## SUPPLIED RECORDS
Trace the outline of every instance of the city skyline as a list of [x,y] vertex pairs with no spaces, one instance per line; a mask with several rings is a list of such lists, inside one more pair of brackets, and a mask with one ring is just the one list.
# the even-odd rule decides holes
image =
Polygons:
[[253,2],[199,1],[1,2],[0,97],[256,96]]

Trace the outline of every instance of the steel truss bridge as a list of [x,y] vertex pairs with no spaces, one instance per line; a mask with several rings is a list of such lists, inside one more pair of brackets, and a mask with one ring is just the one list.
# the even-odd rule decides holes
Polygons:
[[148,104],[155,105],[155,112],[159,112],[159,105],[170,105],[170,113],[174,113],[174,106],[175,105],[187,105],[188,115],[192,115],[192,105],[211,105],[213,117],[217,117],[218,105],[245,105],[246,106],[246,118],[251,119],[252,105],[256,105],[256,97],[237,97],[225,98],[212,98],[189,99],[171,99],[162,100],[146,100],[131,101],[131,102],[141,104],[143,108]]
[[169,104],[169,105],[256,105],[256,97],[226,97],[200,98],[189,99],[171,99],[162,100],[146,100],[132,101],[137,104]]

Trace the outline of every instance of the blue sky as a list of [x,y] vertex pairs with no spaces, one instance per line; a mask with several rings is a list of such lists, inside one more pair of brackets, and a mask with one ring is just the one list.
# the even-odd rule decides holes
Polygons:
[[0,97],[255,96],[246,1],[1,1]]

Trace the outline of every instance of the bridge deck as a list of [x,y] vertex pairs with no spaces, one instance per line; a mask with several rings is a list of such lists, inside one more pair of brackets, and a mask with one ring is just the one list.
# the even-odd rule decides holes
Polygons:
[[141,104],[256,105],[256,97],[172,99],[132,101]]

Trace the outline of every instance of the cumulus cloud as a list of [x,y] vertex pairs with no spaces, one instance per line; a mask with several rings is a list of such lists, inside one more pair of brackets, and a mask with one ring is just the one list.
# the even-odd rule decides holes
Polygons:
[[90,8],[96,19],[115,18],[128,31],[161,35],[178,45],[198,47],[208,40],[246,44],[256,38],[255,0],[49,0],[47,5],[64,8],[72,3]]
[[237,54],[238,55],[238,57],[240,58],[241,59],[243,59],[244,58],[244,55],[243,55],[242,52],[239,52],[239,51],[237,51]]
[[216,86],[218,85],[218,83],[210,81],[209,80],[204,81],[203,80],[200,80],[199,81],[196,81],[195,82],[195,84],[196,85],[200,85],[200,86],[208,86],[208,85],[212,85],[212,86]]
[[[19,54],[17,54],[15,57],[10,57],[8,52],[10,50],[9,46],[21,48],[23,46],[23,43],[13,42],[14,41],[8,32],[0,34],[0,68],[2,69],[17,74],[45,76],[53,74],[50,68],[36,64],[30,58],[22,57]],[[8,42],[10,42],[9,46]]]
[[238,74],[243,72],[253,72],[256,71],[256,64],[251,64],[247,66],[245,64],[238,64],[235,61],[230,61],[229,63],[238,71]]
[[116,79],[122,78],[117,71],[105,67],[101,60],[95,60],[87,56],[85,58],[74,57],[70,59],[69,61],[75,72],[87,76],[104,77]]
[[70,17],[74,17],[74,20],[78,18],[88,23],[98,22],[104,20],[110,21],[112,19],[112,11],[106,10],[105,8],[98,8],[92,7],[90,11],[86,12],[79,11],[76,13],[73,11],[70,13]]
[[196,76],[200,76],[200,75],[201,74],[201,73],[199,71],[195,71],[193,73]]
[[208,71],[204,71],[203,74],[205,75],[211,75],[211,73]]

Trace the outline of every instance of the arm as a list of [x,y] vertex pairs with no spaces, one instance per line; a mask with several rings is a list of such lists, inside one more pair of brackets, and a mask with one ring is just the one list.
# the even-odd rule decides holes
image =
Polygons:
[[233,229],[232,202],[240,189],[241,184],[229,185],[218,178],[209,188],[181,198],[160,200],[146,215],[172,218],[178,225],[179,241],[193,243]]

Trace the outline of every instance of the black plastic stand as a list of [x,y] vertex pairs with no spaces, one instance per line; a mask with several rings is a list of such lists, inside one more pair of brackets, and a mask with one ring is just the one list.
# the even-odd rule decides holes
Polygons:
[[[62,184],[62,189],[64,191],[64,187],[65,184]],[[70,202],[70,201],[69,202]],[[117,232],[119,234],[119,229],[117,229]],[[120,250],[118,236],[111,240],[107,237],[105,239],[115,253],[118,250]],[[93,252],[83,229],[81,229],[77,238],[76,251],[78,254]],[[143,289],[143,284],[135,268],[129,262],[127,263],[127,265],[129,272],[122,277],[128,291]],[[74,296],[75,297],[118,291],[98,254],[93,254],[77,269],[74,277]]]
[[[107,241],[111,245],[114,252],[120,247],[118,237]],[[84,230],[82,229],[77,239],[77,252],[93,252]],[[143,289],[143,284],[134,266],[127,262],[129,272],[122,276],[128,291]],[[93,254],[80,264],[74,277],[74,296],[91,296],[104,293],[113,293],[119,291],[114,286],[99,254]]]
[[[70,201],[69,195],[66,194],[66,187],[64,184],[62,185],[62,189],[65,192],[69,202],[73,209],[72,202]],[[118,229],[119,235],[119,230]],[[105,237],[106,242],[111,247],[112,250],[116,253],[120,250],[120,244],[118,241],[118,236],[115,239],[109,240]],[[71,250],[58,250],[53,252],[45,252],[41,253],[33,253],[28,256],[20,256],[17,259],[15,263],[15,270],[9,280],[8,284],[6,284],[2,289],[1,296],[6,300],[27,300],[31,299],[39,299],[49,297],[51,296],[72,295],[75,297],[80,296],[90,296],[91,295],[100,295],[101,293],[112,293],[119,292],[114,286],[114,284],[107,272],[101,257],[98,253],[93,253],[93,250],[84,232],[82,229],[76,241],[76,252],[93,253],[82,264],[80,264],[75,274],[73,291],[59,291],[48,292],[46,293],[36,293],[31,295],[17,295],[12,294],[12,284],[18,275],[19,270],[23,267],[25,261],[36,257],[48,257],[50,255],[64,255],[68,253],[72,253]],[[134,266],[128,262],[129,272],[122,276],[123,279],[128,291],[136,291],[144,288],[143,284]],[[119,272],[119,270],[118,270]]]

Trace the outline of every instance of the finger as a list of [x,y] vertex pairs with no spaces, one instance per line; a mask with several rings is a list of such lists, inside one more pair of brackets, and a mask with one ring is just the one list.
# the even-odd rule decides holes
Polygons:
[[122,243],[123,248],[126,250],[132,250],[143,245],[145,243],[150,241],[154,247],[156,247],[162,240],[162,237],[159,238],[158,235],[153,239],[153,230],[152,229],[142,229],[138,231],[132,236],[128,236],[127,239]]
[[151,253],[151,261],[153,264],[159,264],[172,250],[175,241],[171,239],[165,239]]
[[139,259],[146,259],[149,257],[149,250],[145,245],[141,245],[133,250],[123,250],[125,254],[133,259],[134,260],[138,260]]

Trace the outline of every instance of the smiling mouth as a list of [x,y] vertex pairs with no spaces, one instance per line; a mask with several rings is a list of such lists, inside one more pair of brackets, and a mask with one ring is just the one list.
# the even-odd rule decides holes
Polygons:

## WHAT IS EXPECTED
Copy out all of the lines above word for word.

## CORRECT RESPONSE
Trace the outline of every instance of the city skyline as a list of [x,y] vertex pairs with no spaces, one instance per line; a mask with several rings is a list of such lists, inside one more pair of brackets, and a mask with one ring is just the one list.
# the even-odd rule decides holes
image =
Polygons:
[[253,2],[199,1],[1,2],[0,97],[256,96]]

Trace the outline of every instance of the steel truss bridge as a list of [x,y] vertex pairs with no spaces, one instance per line; a mask with several rings is a list of such lists, inside one more pair of brackets, and a mask with one ring is just the one list.
# the even-odd rule decides holes
Polygons:
[[148,104],[155,105],[155,112],[159,112],[159,105],[170,105],[170,113],[174,113],[174,106],[175,105],[187,105],[188,115],[192,115],[192,105],[211,105],[213,117],[217,117],[218,105],[245,105],[246,106],[246,118],[251,119],[252,105],[256,105],[256,97],[237,97],[225,98],[212,98],[189,99],[171,99],[162,100],[146,100],[131,101],[131,102],[141,104],[143,108]]
[[169,104],[169,105],[256,105],[256,97],[226,97],[200,98],[189,99],[171,99],[162,100],[146,100],[132,101],[137,104]]

Trace the outline of every instance of the blue sky as a list of [x,y] vertex pairs with no spaces, one instance per line; a mask with several rings is a list of such lists, inside one more pair of brackets, and a mask with one ring is just the one list.
# the even-odd rule decides holes
Polygons:
[[0,97],[255,96],[246,1],[1,1]]

Trace the outline of every instance of the bridge deck as a list of [x,y] vertex pairs with no spaces, one instance per line; a mask with several rings is a list of such lists, inside one more pair of brackets, and a mask with one ring is just the one list.
# the even-odd rule decides holes
Polygons:
[[141,104],[256,105],[256,97],[172,99],[132,101]]

Trace the outline of every instance of the cumulus cloud as a list of [x,y] vertex pairs with no spaces, one instance per line; a mask with several rings is a list of such lists, inside one more pair of brackets, and a mask with one ring is just the one list.
# the even-odd rule decides holes
Polygons:
[[90,8],[96,19],[115,18],[128,31],[161,35],[178,45],[198,47],[208,40],[246,44],[256,38],[255,0],[49,0],[47,5],[64,8],[72,3]]
[[237,54],[238,55],[238,57],[240,58],[241,59],[243,59],[244,58],[244,55],[243,55],[242,52],[239,52],[239,51],[237,51]]
[[216,86],[218,85],[218,83],[210,81],[209,80],[204,81],[203,80],[200,80],[199,81],[196,81],[195,82],[195,84],[196,85],[200,85],[200,86],[208,86],[208,85],[212,85],[212,86]]
[[[19,54],[17,54],[15,57],[10,57],[8,52],[10,50],[9,46],[21,48],[23,46],[23,43],[13,42],[14,41],[8,32],[0,34],[0,68],[2,69],[17,74],[45,76],[53,74],[50,68],[36,64],[30,58],[22,57]],[[8,42],[10,42],[9,46]]]
[[238,74],[243,72],[253,72],[256,71],[256,64],[251,64],[247,66],[245,64],[238,64],[235,61],[230,61],[229,63],[238,71]]
[[116,79],[122,78],[117,71],[105,67],[101,60],[95,60],[87,56],[85,58],[74,57],[70,59],[69,61],[75,72],[87,76],[104,77]]
[[70,17],[74,17],[74,20],[78,18],[88,23],[98,22],[104,20],[110,21],[112,19],[112,11],[106,10],[105,8],[98,8],[92,7],[90,11],[86,12],[79,11],[76,13],[73,11],[70,13]]
[[196,76],[200,76],[200,75],[201,74],[201,73],[199,71],[195,71],[193,73]]
[[208,71],[204,71],[203,74],[205,75],[211,75],[211,73]]

Trace the outline of every instance of the arm as a list of [x,y] vertex pairs with no spaces, one instance per line; a mask with several rings is a list of such lists, inside one more pair of brackets, and a mask with one ring is just the one list.
# the even-odd rule decides holes
image =
Polygons:
[[233,229],[232,202],[240,189],[241,184],[229,185],[218,178],[209,188],[181,198],[160,200],[146,215],[172,218],[178,225],[179,241],[193,243]]

Trace the outline of every instance of the black plastic stand as a list of [x,y] vertex pairs with no spaces, one instance per line; a mask with several rings is a list of such lists, inside one more pair of brackets, and a mask with one ring is just the one list.
# the even-odd rule decides holes
Polygons:
[[[62,184],[62,189],[64,191],[64,187],[65,184]],[[70,202],[70,201],[69,202]],[[117,232],[119,234],[119,229],[117,229]],[[120,250],[118,236],[111,240],[107,237],[105,239],[115,253],[118,250]],[[93,252],[83,229],[81,229],[77,238],[76,251],[78,254]],[[143,289],[143,284],[135,268],[129,262],[127,263],[127,265],[129,272],[122,277],[128,291]],[[74,296],[75,297],[118,291],[98,254],[93,254],[77,269],[74,277]]]
[[[107,241],[111,245],[114,252],[120,247],[118,237]],[[84,230],[82,229],[77,239],[77,252],[93,252]],[[143,289],[143,284],[134,266],[127,262],[129,272],[122,276],[128,291]],[[93,254],[80,264],[74,277],[74,296],[91,296],[104,293],[113,293],[119,291],[114,286],[99,254]]]
[[[70,201],[69,195],[66,194],[66,187],[64,184],[62,185],[62,189],[65,192],[69,202],[73,209],[72,202]],[[118,229],[119,235],[119,230]],[[105,237],[106,242],[111,247],[112,250],[116,253],[120,250],[120,244],[118,241],[118,236],[115,239],[109,240]],[[71,250],[58,250],[53,252],[45,252],[41,253],[33,253],[28,256],[20,256],[17,259],[15,263],[15,270],[9,280],[8,284],[6,284],[2,289],[1,296],[6,300],[27,300],[31,299],[39,299],[49,297],[51,296],[72,295],[75,297],[80,296],[90,296],[91,295],[100,295],[101,293],[112,293],[119,292],[114,286],[114,284],[107,272],[101,257],[98,253],[93,253],[93,250],[84,232],[82,229],[76,241],[76,252],[93,253],[82,264],[80,264],[75,274],[73,291],[59,291],[48,292],[46,293],[36,293],[31,295],[17,295],[12,294],[12,284],[18,275],[19,270],[23,267],[25,261],[36,257],[48,257],[50,255],[64,255],[68,253],[72,253]],[[134,266],[128,262],[129,272],[122,276],[123,279],[128,291],[136,291],[144,288],[143,284]],[[119,272],[119,270],[118,270]]]

Trace the outline of every instance of the finger as a list of [x,y] vertex pairs with no spaces, one instance per line; a mask with several rings is a list of such lists, inside one more pair of brackets, and a mask with one ring is just the one list.
# the even-odd rule decides holes
Polygons:
[[122,243],[123,248],[126,250],[132,250],[143,245],[145,243],[150,241],[154,247],[156,247],[162,240],[162,237],[159,238],[158,235],[153,239],[153,230],[152,229],[142,229],[138,231],[132,236],[128,236],[127,239]]
[[151,253],[151,261],[153,264],[159,264],[172,250],[175,241],[171,239],[165,239]]
[[139,259],[146,259],[149,257],[149,250],[145,245],[141,245],[133,250],[123,250],[125,254],[133,259],[134,260],[138,260]]

Trace the outline of every instance of the smiling mouth as a list of [x,y] vertex pairs with no spaces, one instance per line; a mask with several rings is a list of such lists, inside one more pair of brackets, and a mask with one ring is just the one list.
# the even-odd rule decides holes
Polygons:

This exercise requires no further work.